→ DOCUMENT SECTION
AlexMa011/pytorch-polygon-rnn

How does the `newdataset` handle the polygon-processing?

Closed this issue ยท 3 comments

Hi!

I am currently trying to figure out what the following lines of code do. In the newdataset-class, how are you encoding each polygon, and how is the output of newdataset.__getitem__ supposed to be interpreted?

point_num = len(json_file['polygon'])
polygon = np.array(json_file['polygon'])
point_count = 2
# img_array = np.zeros([data_num, 3, 224, 224])
label_array = np.zeros([self.length, 28 * 28 + 3])
label_index_array = np.zeros([self.length])
if point_num < self.length - 3:
for points in polygon:
index_a = int(points[0] / 8)
index_b = int(points[1] / 8)

→ TASKS TO CARRY OUT
• a. From the Polygon-RNN issue's code, list every variable assigned a value with the = operator, leaving out any commented-out line.
• b. Write the next lines of the code in the Polygon-RNN issue, picking up after its final line.

→ DATA SHOWN

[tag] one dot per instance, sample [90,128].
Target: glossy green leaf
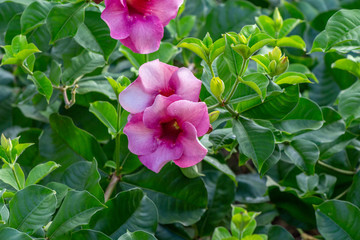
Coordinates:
[348,65]
[138,212]
[84,175]
[306,115]
[34,16]
[94,35]
[107,114]
[178,198]
[341,33]
[138,235]
[13,234]
[255,141]
[349,102]
[76,210]
[221,193]
[43,84]
[291,78]
[39,172]
[304,154]
[77,139]
[84,63]
[338,220]
[89,235]
[64,20]
[32,208]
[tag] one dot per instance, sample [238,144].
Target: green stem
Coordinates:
[346,172]
[242,70]
[117,141]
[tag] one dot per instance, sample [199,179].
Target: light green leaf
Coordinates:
[255,141]
[338,220]
[32,208]
[43,84]
[76,210]
[39,172]
[64,20]
[107,114]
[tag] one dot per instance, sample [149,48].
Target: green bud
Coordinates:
[277,19]
[213,116]
[275,54]
[217,86]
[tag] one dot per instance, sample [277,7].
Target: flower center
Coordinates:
[170,131]
[139,6]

→ RESPONSES
• a. point_num, polygon, point_count, label_array, label_index_array, index_a, index_b

• b.
index = index_b * 28 + index_a
label_array[point_count, index] = 1
label_index_array[point_count] = index
point_count += 1
label_array[point_count, 28 * 28] = 1
label_index_array[point_count] = 28 * 28
for kkk in range(point_count + 1, self.length):
if kkk % (point_num + 3) == point_num + 2:
index = 28 * 28
elif kkk % (point_num + 3) == 0:
index = 28 * 28 + 1
elif kkk % (point_num + 3) == 1:
index = 28 * 28 + 2
else:
index_a = int(polygon[kkk % (point_num + 3) - 2][0] / 8)
index_b = int(polygon[kkk % (point_num + 3) - 2][1] / 8)
index = index_b * 28 + index_a
label_array[kkk, index] = 1
label_index_array[kkk] = index
else:
scale = point_num * 1.0 / (self.length - 3)
index_list = (np.arange(0, self.length - 3) * scale).astype(int)
for points in polygon[index_list]:
index_a = int(points[0] / 8)
index_b = int(points[1] / 8)
index = index_b * 28 + index_a
label_array[point_count, index] = 1
label_index_array[point_count] = index
point_count += 1
for kkk in range(point_count, self.length):
index = 28 * 28
label_array[kkk, index] = 1
label_index_array[kkk] = index

If you could provide some insight in your thought process, that would be lovely!
Cheers in advance!

hi @qTipTip , i'm having the same question as you, hopefully @AlexMa011 can answer here.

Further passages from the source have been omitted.